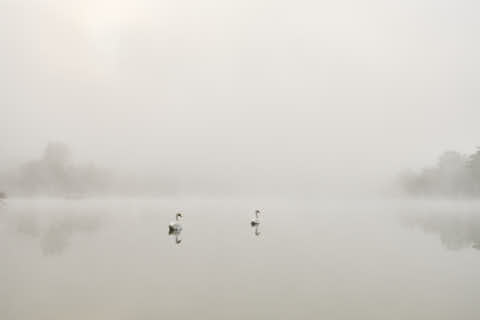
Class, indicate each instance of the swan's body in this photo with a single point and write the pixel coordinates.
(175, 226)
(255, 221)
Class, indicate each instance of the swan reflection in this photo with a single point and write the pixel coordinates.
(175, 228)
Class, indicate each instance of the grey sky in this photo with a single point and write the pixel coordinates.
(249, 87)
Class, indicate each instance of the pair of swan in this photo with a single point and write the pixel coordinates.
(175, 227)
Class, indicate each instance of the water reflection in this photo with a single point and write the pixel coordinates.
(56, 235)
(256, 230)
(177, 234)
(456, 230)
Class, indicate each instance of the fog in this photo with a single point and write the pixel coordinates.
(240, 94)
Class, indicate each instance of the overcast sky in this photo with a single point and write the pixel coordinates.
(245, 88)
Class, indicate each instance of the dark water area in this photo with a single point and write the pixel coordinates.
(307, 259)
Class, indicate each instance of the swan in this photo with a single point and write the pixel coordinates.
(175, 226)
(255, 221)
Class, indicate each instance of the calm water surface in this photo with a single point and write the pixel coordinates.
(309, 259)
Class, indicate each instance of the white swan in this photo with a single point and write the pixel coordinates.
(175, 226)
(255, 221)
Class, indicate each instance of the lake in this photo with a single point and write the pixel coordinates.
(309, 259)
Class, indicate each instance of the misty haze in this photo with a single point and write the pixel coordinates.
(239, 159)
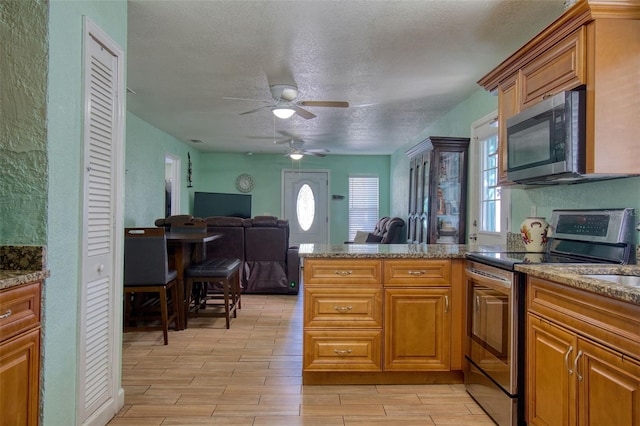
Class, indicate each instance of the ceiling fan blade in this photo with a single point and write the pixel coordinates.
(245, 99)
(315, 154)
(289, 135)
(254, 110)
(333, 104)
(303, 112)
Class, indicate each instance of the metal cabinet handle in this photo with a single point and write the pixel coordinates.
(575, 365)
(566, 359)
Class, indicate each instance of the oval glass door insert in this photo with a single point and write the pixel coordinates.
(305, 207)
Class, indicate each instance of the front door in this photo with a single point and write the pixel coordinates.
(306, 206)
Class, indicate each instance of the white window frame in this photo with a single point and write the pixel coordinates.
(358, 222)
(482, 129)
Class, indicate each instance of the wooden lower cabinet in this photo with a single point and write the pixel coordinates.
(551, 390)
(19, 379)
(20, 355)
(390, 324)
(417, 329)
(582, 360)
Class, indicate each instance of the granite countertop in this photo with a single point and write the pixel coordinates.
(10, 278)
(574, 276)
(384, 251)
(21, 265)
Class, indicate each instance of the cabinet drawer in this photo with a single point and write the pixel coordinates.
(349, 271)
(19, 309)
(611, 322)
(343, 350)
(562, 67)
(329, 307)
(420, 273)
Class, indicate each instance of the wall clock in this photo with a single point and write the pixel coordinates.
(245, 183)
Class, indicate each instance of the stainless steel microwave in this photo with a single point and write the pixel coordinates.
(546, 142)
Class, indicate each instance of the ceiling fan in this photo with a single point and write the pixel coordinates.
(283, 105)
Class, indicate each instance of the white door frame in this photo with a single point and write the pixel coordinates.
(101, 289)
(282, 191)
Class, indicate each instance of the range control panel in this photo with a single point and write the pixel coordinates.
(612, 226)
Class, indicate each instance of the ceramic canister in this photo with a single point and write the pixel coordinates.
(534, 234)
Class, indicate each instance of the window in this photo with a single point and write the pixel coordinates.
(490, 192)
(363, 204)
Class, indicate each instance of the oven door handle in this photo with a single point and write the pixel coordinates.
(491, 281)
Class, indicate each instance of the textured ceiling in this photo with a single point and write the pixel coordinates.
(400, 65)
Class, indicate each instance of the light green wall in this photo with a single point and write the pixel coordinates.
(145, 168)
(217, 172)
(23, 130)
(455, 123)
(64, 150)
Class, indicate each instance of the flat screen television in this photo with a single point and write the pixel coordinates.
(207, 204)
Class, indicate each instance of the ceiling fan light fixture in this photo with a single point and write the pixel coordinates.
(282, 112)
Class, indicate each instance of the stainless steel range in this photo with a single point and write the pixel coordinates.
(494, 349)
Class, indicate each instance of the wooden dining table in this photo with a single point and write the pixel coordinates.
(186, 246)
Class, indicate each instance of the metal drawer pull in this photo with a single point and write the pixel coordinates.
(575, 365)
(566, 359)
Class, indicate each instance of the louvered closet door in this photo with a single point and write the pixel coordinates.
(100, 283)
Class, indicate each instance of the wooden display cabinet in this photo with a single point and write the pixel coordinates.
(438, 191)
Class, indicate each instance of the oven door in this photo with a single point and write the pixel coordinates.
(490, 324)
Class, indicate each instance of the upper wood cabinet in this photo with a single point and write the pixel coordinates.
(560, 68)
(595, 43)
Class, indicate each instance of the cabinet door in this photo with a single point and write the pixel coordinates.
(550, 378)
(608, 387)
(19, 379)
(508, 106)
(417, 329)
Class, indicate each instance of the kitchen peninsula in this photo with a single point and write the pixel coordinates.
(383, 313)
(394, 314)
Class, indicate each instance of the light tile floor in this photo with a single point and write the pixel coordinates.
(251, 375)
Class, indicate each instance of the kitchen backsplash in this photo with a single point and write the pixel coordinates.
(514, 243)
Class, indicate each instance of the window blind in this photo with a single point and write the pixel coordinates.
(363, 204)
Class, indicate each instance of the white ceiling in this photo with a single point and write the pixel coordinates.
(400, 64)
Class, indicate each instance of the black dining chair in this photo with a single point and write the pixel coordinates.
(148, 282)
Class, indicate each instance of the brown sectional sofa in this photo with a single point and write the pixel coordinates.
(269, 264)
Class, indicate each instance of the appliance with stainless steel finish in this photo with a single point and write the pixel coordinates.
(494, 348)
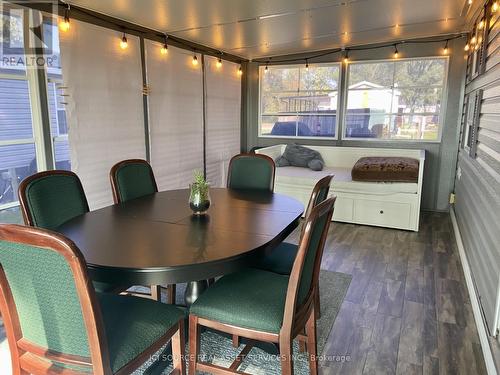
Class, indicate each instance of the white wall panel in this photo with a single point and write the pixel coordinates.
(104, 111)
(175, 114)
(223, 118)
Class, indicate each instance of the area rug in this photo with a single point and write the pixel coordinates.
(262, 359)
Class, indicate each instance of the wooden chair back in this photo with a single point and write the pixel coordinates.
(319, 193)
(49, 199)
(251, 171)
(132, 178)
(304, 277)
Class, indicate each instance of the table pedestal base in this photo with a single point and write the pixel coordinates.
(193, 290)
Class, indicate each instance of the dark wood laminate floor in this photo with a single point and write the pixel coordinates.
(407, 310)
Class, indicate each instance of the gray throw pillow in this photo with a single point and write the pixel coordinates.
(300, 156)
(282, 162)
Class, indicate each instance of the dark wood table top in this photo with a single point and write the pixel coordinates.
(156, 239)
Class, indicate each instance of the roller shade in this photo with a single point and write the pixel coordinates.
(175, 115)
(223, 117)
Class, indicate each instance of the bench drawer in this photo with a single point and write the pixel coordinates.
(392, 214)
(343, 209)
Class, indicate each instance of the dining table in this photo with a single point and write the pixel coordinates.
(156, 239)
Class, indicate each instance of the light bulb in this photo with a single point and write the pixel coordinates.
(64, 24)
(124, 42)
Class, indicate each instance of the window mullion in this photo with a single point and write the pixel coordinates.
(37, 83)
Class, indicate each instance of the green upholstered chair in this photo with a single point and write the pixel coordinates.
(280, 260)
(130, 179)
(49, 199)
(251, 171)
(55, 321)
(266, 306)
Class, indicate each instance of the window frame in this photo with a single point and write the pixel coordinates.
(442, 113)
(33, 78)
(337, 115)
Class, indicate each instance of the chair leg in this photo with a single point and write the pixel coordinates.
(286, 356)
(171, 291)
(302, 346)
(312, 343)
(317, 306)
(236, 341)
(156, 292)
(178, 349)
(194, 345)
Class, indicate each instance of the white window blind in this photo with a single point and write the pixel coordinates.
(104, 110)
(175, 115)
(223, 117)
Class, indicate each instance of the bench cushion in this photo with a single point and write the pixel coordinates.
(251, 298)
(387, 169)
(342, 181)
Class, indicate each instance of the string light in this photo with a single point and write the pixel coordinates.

━━━

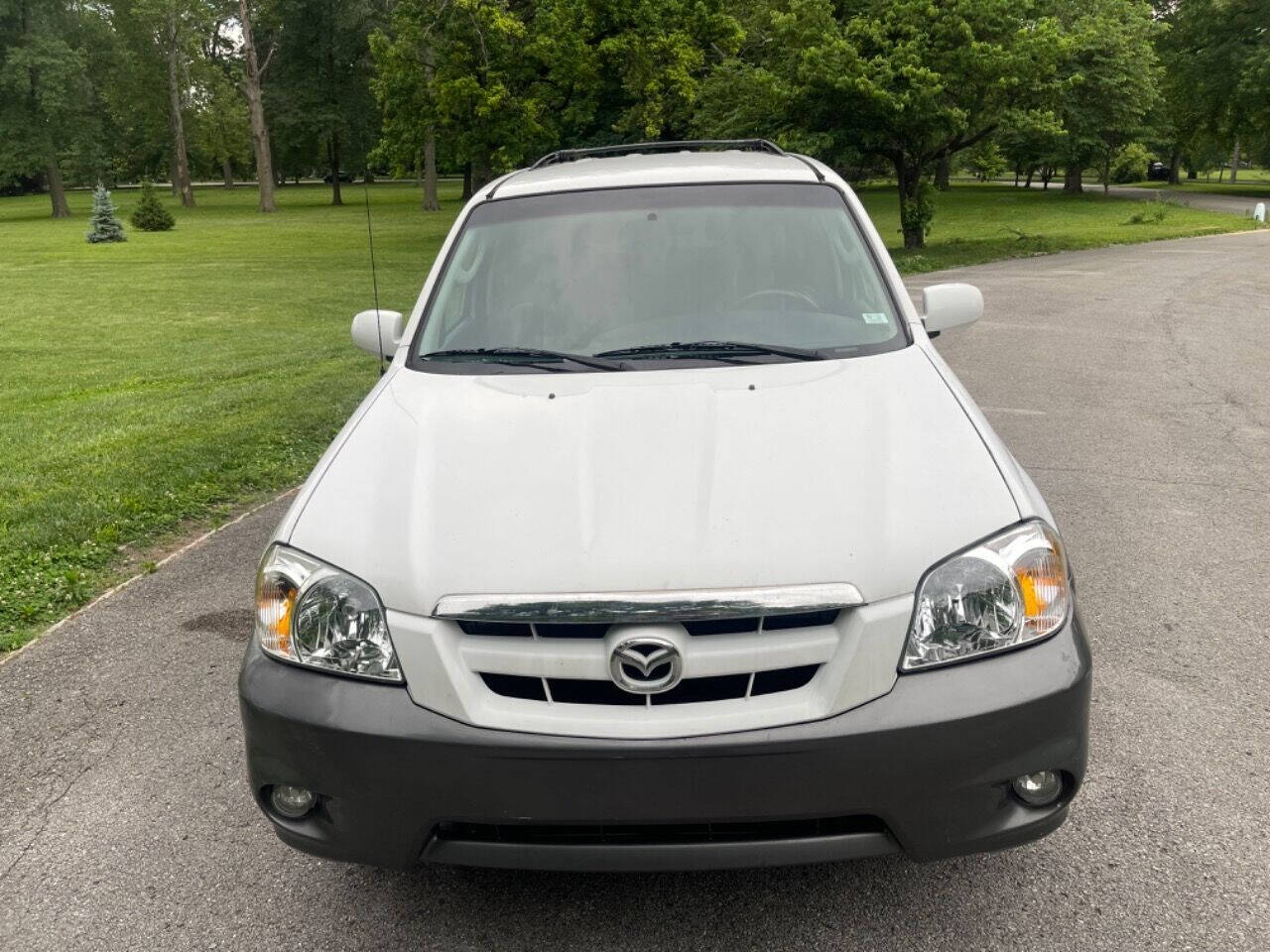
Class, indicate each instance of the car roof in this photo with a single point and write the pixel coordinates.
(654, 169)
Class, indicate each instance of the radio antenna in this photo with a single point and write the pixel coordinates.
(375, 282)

━━━

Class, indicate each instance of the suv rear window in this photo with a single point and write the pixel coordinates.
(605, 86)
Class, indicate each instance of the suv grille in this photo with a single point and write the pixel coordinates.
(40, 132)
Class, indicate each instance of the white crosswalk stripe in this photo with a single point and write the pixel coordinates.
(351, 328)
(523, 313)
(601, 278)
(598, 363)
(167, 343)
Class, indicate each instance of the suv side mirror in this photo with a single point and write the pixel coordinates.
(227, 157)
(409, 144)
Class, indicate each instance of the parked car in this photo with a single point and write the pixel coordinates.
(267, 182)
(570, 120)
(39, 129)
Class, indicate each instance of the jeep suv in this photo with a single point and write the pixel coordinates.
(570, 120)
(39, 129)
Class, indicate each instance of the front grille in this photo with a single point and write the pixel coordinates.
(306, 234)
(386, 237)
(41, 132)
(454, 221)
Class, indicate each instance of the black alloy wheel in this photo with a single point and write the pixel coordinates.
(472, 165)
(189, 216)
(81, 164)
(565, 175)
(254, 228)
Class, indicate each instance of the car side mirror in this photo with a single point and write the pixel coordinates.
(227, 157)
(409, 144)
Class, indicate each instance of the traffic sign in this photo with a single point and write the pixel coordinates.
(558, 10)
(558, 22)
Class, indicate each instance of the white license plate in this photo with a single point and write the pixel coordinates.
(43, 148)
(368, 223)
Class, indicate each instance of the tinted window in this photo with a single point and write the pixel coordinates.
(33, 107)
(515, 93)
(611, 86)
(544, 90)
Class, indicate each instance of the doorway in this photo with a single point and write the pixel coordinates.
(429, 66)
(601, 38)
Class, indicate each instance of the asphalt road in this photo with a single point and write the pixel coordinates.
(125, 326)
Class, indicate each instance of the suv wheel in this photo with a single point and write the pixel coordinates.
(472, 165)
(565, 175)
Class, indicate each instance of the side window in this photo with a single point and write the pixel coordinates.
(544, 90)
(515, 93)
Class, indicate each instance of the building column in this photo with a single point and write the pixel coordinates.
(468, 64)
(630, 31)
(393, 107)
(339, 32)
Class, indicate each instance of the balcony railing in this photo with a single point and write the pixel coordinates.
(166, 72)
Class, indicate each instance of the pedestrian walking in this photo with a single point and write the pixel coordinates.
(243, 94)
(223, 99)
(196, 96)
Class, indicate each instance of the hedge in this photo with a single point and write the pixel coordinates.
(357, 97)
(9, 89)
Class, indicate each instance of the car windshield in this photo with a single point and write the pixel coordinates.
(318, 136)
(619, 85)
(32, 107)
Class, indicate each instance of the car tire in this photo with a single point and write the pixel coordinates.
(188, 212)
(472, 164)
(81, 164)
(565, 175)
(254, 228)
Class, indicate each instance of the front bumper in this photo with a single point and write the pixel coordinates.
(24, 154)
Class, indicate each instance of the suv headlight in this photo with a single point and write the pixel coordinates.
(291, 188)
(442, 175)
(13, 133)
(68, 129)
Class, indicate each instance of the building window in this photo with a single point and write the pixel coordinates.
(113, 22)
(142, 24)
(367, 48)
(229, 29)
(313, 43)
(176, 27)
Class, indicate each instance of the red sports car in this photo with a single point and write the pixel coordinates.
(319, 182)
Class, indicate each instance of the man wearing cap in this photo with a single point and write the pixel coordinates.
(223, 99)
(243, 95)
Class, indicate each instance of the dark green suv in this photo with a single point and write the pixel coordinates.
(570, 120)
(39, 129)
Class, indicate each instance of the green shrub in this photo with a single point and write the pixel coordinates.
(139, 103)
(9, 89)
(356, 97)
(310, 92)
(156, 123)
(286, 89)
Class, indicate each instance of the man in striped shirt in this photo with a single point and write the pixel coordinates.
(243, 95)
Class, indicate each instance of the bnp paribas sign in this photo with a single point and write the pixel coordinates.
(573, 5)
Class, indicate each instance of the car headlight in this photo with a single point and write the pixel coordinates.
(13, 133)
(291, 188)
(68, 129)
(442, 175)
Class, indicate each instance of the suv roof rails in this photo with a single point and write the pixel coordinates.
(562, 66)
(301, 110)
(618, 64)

━━━

Which lines in the records above contain the word "roof"? Copy each of those lines in full.

Class, indicate each instance of the car roof in this photo with a single point and write the pixel coordinates.
Class, indicate each instance of the suv roof rails in this photo with a single point and write the pixel coordinates.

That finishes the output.